(What to work on): Exact copies of all the lines below are required, with the pictures omitted.

(Task input):
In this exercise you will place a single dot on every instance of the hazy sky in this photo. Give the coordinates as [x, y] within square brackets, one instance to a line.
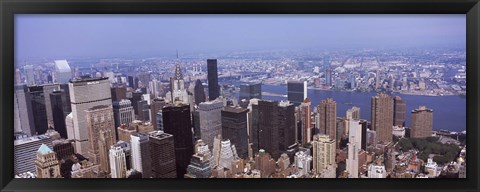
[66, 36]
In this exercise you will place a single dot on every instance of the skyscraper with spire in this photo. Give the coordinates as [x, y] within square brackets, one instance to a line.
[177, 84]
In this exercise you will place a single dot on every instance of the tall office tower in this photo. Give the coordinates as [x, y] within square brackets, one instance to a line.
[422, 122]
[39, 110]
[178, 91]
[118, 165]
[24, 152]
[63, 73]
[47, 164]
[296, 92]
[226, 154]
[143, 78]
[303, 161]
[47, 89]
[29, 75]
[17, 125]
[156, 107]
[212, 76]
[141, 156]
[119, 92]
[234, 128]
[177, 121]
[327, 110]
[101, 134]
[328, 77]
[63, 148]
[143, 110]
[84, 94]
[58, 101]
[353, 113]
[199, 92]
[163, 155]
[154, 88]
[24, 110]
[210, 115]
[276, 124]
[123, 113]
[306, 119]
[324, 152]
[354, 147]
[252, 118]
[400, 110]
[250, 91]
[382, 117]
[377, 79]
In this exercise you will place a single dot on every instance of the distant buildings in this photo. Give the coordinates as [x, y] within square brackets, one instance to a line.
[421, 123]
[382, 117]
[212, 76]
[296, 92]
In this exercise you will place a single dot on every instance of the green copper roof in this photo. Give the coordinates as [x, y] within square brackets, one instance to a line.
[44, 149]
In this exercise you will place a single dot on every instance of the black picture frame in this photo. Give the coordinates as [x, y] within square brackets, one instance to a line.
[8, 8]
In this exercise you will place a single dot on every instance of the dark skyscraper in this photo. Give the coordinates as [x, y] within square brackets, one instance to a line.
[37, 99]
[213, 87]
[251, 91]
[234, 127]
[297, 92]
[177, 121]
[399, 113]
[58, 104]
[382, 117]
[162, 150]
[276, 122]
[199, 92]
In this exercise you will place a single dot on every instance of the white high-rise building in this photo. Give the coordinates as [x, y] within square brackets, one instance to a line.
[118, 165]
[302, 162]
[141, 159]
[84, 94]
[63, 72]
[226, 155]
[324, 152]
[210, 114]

(Exercise solution):
In this exercise you will place a single dot on every instance of the hazy sky in this photo. Give the coordinates as [x, y] within square brackets, one instance to a line.
[66, 36]
In this exercise you will place a single dot on every instance of the skyscraper with spire in this photo. Give the coordinates as [x, y] within square brackets, one instance to a line.
[177, 84]
In this exercise you will place a single dot on every instance of the tall office tower in this photo. Give the coordinates as [x, y] within square brackets, one instance to a line.
[422, 122]
[39, 110]
[178, 91]
[118, 165]
[24, 152]
[63, 73]
[47, 164]
[296, 92]
[226, 154]
[143, 78]
[303, 161]
[47, 89]
[29, 75]
[17, 125]
[156, 107]
[212, 76]
[141, 156]
[119, 92]
[234, 128]
[177, 121]
[327, 110]
[101, 134]
[328, 77]
[63, 148]
[143, 110]
[84, 94]
[58, 101]
[353, 113]
[199, 92]
[163, 155]
[154, 88]
[24, 110]
[210, 115]
[276, 124]
[123, 113]
[306, 119]
[324, 152]
[354, 147]
[252, 118]
[400, 110]
[250, 91]
[382, 117]
[377, 79]
In this exercise you will place a single dot on every instance of the distant buildings in this photo. Give the coordinates as [x, y] within square brackets, one instance to a line.
[421, 123]
[382, 117]
[212, 76]
[296, 92]
In this exercise you will place a single dot on every instance of the green copper roof in this photo. Give the coordinates as [x, y] within square brackets, one instance to a line.
[44, 149]
In this exercise you will place a single dot on every instance of the black picture frame in this photo. Give the coordinates as [x, y] within square brackets, one instance to a line.
[8, 8]
In this exercise you will place a single dot on every instance of the dark skyscraper in this photo. Give the coordinates as [x, y] within square brackets, one instance to a line.
[37, 99]
[213, 87]
[251, 91]
[234, 127]
[297, 92]
[177, 121]
[399, 113]
[58, 104]
[382, 117]
[162, 150]
[276, 122]
[199, 92]
In this exercise you will place a single dot on every instance of the white high-rise building in this photo. Give the coordinates as [x, y] within square brackets, one instance to a line.
[118, 165]
[302, 162]
[141, 159]
[84, 94]
[63, 72]
[226, 155]
[324, 152]
[210, 114]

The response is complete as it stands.